» **Exercice proposé**
Présentez sous forme de liste numérotée les lignes du listing ci-dessous, depuis la ligne contenant « As a warehouse robot's perception module, locate black bag » jusqu'à celle contenant « 499, 304, 530, 612 », ces deux lignes comprises, sans reprendre les lignes vides.
==========
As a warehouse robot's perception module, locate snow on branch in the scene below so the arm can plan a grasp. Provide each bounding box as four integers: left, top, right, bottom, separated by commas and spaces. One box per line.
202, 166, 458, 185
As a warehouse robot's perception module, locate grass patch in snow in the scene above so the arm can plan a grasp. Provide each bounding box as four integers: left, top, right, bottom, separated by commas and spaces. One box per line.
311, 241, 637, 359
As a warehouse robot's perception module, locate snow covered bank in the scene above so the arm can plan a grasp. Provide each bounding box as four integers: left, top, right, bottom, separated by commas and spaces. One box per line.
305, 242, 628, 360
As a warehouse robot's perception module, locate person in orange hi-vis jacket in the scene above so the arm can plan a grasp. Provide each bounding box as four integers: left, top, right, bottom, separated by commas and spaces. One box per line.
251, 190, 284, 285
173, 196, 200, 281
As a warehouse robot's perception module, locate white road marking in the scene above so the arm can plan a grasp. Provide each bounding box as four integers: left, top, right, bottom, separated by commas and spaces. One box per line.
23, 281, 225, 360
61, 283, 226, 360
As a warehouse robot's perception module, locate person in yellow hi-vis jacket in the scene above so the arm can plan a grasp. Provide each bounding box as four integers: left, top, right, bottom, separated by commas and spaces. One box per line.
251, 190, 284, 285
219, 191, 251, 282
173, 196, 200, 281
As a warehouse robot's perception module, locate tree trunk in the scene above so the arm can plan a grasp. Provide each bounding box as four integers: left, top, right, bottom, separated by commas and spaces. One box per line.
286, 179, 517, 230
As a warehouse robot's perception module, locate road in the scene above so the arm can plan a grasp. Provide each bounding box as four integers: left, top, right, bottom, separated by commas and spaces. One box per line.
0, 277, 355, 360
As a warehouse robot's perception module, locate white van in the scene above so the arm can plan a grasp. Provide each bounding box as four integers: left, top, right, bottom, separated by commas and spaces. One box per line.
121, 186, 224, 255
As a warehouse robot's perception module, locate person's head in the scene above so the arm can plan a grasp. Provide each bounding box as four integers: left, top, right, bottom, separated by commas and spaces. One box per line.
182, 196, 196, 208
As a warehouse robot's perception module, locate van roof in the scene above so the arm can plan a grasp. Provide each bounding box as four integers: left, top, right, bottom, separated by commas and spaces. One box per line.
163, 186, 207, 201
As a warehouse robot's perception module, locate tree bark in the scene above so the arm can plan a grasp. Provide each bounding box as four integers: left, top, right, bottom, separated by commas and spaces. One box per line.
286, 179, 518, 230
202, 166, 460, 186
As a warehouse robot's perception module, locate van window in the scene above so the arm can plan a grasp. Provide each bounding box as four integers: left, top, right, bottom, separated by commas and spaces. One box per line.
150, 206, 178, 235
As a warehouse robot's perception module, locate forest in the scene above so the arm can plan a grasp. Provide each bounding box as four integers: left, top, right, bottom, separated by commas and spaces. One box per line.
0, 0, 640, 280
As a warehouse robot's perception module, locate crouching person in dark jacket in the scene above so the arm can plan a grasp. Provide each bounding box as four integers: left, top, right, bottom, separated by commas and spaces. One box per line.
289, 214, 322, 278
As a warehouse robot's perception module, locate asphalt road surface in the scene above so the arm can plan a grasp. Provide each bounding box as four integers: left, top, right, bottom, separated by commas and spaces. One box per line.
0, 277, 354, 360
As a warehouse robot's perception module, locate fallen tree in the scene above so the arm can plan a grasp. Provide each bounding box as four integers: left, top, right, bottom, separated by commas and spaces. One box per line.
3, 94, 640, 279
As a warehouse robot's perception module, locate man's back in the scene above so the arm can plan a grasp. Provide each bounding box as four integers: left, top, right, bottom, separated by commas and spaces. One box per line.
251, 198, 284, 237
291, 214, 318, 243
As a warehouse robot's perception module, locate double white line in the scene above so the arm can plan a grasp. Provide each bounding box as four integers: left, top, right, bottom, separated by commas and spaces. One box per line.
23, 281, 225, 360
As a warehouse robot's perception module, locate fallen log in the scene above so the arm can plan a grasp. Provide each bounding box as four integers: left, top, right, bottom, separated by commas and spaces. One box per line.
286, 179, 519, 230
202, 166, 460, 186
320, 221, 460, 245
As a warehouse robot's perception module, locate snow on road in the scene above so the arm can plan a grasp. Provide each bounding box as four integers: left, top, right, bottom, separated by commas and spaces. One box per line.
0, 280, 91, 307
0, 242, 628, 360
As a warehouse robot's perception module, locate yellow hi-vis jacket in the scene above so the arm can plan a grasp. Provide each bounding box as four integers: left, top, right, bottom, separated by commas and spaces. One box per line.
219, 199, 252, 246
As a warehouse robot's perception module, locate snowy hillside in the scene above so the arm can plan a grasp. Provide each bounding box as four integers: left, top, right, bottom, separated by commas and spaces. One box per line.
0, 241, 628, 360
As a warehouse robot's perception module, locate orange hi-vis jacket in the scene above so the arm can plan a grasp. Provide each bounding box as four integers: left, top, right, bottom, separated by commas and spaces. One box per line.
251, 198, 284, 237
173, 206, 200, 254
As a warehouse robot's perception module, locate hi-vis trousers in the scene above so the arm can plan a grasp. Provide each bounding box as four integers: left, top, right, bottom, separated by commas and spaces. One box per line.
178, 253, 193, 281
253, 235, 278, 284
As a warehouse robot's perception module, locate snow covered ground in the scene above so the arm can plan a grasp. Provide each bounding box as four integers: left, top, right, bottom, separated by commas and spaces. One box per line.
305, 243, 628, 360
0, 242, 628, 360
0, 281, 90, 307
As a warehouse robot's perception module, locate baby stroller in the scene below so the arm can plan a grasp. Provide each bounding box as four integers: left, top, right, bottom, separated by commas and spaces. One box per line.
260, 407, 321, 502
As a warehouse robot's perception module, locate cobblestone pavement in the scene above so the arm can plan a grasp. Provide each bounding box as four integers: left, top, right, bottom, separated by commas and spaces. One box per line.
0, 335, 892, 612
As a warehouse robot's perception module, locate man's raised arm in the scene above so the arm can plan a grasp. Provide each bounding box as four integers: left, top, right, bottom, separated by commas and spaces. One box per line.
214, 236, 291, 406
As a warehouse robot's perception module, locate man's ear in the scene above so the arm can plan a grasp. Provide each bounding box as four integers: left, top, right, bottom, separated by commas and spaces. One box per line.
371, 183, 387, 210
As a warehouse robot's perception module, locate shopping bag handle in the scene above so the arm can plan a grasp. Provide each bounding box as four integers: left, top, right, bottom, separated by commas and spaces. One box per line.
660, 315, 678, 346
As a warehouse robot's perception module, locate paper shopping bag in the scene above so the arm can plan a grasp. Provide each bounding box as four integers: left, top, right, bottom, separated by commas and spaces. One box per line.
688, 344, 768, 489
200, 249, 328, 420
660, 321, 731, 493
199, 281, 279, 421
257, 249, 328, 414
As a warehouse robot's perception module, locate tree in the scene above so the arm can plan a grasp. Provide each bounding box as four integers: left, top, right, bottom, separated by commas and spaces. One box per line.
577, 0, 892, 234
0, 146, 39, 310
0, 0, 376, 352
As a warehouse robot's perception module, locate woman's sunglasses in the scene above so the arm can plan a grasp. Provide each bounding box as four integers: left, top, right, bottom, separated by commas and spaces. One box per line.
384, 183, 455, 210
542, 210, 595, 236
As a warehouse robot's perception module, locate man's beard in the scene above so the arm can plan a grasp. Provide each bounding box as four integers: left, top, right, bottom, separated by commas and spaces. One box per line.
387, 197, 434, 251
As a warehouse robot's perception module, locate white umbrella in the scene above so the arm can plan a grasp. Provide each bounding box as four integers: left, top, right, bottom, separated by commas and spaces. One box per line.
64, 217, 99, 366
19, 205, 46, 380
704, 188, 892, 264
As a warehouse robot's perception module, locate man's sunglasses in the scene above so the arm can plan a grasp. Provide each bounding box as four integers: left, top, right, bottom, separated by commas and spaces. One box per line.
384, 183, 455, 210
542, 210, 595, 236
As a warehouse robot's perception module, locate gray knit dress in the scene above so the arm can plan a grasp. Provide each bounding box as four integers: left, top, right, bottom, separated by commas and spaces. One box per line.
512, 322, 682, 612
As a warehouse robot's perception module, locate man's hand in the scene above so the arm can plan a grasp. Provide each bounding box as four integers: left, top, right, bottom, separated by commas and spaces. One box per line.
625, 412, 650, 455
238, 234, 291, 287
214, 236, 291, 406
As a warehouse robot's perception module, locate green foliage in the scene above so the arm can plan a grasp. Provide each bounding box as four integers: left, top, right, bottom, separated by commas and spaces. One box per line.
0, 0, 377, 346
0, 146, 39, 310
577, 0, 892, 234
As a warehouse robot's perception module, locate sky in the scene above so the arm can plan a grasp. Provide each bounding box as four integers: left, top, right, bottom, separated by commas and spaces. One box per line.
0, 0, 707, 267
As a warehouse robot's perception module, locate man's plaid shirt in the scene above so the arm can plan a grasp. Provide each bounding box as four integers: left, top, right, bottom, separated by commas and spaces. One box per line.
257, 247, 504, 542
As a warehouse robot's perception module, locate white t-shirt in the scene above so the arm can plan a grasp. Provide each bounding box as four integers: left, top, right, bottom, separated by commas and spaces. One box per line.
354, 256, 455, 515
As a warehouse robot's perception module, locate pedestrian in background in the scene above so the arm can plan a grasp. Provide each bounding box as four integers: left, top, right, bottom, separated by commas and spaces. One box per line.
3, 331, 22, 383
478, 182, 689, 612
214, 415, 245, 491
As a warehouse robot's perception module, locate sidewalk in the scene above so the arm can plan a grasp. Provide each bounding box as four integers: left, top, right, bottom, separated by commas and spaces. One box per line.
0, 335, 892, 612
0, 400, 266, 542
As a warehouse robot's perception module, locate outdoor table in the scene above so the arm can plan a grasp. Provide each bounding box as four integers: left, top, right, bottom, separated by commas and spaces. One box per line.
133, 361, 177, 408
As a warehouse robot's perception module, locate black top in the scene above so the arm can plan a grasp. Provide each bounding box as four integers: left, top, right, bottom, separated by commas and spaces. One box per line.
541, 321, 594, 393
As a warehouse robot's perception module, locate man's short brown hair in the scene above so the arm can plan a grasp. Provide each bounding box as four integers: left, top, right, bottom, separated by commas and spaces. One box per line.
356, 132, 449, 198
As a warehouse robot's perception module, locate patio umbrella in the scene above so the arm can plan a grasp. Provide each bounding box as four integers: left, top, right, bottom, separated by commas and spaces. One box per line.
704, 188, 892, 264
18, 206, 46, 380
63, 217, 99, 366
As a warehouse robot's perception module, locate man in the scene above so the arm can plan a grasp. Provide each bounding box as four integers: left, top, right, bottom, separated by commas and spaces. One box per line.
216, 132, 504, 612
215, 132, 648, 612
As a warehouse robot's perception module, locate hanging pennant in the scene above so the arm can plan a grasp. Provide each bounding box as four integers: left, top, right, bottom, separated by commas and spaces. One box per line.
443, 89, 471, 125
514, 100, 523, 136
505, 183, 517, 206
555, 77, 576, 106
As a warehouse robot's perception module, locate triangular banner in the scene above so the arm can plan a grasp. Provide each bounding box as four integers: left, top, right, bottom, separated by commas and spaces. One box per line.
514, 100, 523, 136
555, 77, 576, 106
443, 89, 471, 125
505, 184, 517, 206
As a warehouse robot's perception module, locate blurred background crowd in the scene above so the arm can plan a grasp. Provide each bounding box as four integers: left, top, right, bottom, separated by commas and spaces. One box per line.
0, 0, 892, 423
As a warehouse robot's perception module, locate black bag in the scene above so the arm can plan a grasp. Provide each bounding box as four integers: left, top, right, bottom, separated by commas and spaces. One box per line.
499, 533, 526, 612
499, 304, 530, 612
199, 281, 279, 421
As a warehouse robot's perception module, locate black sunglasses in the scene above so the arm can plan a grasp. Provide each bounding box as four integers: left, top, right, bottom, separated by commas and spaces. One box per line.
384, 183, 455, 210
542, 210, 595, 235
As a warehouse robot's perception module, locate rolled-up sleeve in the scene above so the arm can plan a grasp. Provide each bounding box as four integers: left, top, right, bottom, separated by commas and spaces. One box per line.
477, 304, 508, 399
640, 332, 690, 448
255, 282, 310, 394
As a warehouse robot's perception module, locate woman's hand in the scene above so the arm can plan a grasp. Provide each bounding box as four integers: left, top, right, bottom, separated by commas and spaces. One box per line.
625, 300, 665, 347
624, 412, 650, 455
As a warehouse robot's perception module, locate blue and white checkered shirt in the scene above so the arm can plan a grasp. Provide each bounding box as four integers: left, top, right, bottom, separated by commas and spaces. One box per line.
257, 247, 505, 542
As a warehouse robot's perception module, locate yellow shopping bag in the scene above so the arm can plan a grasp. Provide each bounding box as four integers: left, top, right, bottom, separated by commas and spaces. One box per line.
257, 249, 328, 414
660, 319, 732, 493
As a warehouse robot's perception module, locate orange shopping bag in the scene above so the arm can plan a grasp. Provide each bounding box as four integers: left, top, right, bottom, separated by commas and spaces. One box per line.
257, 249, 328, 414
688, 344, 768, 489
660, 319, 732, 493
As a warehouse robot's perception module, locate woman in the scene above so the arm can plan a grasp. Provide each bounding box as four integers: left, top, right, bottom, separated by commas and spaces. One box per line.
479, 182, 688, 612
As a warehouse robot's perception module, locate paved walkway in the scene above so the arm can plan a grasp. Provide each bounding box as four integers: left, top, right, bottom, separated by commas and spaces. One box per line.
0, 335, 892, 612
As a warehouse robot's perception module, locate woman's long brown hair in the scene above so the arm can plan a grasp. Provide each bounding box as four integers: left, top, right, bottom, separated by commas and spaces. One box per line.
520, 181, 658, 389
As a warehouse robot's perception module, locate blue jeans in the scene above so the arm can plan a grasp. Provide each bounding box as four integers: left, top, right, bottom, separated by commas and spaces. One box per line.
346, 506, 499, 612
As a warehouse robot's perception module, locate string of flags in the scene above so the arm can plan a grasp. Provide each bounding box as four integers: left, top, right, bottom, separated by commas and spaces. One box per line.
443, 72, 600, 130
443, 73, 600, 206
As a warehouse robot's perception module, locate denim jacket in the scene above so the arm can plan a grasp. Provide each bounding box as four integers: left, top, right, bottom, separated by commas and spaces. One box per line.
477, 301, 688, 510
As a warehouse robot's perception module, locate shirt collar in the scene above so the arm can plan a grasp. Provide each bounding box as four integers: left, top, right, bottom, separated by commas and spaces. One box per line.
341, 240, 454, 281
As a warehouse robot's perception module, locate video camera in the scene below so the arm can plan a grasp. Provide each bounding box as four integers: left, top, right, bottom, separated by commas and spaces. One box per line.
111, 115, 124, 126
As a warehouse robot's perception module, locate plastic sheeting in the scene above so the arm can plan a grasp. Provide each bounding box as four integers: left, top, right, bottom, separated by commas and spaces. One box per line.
==========
» **Réponse attendue**
1. As a warehouse robot's perception module, locate black bag in the scene above so the arm can plan a grasp. Provide each bounding box as four integers: left, top, right, bottom, separated by commas and spaces. One box per line.
2. 499, 533, 526, 612
3. 499, 304, 530, 612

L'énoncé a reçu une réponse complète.